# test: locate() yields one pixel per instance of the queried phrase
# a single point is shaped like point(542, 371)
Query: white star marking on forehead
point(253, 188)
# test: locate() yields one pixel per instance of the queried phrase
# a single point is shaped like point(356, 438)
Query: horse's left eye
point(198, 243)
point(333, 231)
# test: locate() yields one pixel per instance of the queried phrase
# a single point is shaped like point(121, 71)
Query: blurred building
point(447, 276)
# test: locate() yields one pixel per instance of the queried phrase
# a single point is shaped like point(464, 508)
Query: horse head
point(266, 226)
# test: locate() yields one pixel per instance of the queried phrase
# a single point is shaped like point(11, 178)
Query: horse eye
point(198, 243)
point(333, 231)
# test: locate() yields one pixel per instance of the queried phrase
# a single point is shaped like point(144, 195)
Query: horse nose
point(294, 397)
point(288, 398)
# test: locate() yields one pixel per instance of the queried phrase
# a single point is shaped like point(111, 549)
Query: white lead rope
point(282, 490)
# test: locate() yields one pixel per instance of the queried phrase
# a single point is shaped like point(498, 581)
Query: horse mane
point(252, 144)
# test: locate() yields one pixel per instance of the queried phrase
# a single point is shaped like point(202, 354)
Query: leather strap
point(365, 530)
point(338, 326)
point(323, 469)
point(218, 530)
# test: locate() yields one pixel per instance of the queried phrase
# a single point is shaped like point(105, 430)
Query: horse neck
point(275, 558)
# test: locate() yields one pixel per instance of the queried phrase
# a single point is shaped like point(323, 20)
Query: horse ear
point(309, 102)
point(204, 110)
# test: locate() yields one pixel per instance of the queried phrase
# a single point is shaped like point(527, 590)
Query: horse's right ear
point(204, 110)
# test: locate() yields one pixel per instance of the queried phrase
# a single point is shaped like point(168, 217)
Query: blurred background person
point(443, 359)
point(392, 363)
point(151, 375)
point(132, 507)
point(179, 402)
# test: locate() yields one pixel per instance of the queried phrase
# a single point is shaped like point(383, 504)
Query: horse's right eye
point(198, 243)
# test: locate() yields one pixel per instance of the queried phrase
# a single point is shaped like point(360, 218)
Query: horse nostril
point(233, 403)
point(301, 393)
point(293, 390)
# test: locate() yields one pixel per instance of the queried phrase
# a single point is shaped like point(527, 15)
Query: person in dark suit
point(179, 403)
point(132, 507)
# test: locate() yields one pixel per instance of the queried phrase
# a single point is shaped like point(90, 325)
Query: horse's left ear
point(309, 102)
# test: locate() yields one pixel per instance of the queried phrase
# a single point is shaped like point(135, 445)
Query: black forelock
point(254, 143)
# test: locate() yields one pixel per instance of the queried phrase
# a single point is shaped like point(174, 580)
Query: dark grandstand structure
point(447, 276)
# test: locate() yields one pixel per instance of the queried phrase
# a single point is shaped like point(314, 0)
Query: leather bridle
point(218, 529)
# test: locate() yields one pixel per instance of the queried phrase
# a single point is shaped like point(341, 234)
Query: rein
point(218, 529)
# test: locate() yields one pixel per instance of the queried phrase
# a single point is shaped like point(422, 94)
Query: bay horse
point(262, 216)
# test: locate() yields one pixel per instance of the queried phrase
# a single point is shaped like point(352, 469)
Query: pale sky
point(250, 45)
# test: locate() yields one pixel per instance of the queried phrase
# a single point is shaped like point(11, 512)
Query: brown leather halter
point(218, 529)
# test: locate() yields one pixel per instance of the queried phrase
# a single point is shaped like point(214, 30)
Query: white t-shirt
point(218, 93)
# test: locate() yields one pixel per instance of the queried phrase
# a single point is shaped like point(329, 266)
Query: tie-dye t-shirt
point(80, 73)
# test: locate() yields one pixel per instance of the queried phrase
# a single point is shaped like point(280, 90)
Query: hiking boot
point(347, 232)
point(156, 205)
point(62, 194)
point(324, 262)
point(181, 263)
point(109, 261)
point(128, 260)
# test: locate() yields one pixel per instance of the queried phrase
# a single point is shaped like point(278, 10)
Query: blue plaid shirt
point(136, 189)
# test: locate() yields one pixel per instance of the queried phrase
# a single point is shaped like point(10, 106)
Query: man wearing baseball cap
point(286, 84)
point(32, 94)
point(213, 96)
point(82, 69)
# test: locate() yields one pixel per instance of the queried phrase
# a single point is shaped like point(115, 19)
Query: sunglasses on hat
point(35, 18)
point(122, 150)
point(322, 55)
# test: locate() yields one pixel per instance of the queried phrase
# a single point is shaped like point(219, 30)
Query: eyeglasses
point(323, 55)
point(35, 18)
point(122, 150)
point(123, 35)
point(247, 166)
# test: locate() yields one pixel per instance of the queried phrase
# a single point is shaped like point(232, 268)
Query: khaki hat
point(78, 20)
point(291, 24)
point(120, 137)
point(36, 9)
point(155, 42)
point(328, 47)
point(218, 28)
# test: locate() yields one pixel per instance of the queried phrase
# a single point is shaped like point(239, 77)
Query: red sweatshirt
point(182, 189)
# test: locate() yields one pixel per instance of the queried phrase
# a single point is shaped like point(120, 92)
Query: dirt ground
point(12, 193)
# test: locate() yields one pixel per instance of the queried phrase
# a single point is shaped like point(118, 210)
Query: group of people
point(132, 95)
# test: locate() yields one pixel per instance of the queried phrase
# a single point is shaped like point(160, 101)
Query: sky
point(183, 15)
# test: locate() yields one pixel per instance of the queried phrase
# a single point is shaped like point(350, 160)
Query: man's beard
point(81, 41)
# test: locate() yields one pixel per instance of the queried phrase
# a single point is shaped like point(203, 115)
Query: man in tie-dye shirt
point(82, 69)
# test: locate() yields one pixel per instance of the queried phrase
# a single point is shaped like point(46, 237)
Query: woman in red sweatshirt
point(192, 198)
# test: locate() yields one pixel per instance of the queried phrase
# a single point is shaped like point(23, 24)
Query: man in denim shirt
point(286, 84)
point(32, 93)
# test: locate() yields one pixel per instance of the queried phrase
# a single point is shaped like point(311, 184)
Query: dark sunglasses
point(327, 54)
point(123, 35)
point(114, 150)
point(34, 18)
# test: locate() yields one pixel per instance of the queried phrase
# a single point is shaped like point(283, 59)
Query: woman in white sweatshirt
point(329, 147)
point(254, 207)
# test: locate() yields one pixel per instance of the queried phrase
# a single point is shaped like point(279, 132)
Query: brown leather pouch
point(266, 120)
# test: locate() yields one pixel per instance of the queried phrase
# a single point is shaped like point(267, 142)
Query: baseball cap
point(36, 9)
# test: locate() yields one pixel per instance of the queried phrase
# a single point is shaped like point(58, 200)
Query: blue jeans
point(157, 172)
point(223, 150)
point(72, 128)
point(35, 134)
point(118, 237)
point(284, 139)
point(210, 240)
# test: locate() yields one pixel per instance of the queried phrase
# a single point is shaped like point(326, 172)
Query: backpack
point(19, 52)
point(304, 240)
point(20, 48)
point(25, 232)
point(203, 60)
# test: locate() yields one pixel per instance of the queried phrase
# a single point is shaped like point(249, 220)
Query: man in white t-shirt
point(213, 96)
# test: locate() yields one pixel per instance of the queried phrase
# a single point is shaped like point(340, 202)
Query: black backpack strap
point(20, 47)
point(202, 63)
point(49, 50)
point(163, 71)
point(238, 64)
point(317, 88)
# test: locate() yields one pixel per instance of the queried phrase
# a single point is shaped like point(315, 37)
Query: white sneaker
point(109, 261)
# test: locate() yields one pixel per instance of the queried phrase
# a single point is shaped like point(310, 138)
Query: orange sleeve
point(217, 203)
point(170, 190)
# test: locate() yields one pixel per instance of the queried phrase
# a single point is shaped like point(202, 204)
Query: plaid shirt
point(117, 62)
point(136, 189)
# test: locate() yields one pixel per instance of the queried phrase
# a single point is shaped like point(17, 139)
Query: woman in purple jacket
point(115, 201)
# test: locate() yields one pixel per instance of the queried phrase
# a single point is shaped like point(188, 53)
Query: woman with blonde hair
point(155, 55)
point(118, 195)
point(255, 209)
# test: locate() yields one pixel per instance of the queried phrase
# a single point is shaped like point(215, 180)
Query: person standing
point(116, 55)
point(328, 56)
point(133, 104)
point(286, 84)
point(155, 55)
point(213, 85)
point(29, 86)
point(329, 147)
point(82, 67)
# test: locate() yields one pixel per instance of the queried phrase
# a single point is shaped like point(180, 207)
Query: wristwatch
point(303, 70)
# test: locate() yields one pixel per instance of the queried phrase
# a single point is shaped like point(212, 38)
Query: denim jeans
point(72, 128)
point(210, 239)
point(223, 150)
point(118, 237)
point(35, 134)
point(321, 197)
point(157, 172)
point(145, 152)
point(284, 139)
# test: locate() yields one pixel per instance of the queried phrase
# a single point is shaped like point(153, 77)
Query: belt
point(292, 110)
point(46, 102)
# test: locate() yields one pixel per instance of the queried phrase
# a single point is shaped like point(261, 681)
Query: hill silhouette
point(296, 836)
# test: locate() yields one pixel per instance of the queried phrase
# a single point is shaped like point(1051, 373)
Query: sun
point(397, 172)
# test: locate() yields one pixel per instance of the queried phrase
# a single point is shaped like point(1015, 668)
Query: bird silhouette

++++++++++++++++++++

STATED GOAL:
Find every line in the entries above that has the word "right" in it, and copy each one in full.

ANSWER IN FULL:
Query: horse's right ear
Query: horse's right eye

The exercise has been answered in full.